> [Records for this exercise]

-- Begin --

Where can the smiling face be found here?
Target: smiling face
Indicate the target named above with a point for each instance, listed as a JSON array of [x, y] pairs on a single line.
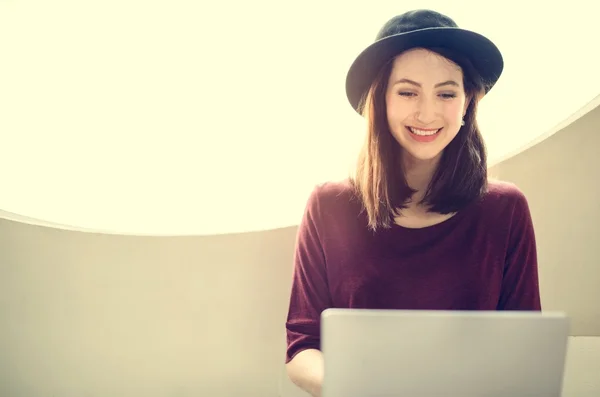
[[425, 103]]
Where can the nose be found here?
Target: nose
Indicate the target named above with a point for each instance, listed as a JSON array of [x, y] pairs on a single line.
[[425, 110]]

-- End --
-- Begin --

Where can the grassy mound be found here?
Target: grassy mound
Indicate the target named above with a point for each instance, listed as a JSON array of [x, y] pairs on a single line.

-- End --

> [Exercise brief]
Please copy out the records word for word, starting at the line containing "Where can the smiling face be found here?" and ending at the line containing "[[425, 110]]", including both of those lines. Leave the pictures out.

> [Complete answer]
Where can the smiling face be found here?
Target: smiling face
Indicate the target named above with a point for each instance, listed as a JSON array of [x, y] pairs on a single line.
[[425, 103]]
Where can the nose be found here?
Target: nose
Indicate the target named above with a point for each instance, listed as a JSON array of [x, y] pairs on a single line.
[[425, 110]]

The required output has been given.